• **TASK REQUIREMENTS**
[A] According to the passage on switching patients with schizophrenia from depot antipsychotics to oral olanzapine, why do patients with chronic schizophrenia often receive depot antipsychotic medications?
[B] Carry on the passage about switching patients with schizophrenia from depot antipsychotics to oral olanzapine, starting right after its last sentence.

• **PASSAGE**
Background: Patients with chronic schizophrenia (DSM-IV criteria) often receive depot antipsychotic medications to assure longer administration and better compliance with their treatment regimen. This study evaluated whether patients stabilized on depot antipsychotic medication could be successfully transitioned to oral olanzapine.
Method: In a 3-month open-label study, 26 clinically stable patients with schizophrenia taking depot antipsychotics for over 3 years were randomly assigned to continue on their current depot dose or to switch to oral olanzapine. Clinical ratings (Positive and Negative Syndrome Scale [PANSS], Global Assessment of Functioning [GAF] scale, and Clinical Global Impressions [CGI] scale) and side effect parameters (Abnormal Involuntary Movement Scale [AIMS], Barnes Akathisia Scale, AMDP-5 scale, vital signs, and weight) were obtained monthly.

• **INPUT DATA**
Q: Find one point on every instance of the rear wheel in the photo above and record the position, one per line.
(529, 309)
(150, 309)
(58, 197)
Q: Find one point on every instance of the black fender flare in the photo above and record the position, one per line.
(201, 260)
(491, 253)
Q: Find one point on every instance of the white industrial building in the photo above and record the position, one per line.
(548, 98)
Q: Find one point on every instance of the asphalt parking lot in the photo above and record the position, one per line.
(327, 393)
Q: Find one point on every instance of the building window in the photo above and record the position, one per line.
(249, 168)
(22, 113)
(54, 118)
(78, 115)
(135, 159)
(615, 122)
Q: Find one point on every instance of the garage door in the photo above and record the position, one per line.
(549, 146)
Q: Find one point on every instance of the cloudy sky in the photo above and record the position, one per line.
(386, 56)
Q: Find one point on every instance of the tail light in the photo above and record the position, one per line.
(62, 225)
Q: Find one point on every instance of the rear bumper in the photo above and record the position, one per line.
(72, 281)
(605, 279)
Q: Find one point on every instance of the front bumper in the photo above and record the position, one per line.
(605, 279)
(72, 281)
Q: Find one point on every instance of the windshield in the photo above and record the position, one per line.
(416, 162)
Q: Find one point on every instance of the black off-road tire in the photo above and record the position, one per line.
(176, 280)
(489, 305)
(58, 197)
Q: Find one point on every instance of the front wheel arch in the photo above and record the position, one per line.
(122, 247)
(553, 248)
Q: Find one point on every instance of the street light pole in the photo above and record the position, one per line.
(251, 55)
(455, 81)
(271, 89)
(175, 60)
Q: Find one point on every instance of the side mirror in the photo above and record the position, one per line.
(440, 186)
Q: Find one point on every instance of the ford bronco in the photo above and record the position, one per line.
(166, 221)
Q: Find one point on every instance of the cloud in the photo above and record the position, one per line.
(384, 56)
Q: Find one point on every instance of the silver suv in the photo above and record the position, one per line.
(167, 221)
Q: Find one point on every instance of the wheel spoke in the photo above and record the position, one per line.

--

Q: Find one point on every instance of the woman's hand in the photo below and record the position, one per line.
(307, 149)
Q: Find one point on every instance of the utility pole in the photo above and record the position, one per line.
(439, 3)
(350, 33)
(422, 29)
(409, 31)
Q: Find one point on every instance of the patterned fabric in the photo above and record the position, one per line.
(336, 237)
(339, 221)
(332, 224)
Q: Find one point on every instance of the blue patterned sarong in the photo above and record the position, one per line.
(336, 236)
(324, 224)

• **TASK-BY-TASK RESULTS**
[A] They receive depot medications to assure longer administration and better compliance with their treatment regimen.

[B]
Results: Oral olanzapine patients (N = 13) demonstrated significant clinical improvement over the depot control group (N = 13) from baseline to 3-month endpoint (PANSS total, p = .012; PANSS general, p = .068; PANSS negative, p = .098; CGI-Improvement, p = .007; CGI-Severity, p = .026; GAF, p = .015). Side effect rating scales showed no statistical differences between the 2 groups (AIMS, Barnes Akathisia Scale, AMDP-5, vital signs). The depot control group showed no statistical superiority in any measure except weight change (p = .0005). After 3 months, all olanzapine patients preferred olanzapine to their previous depot medications and chose to continue on olanzapine treatment.
Conclusion: Clinicians may expect clinical improvement when switching chronically psychotic patients from traditional depot antipsychotic drugs to oral olanzapine. Switching may be completed within a 4-week period with relative compliance being maintained and patients preferring oral olanzapine to their previous depot medications.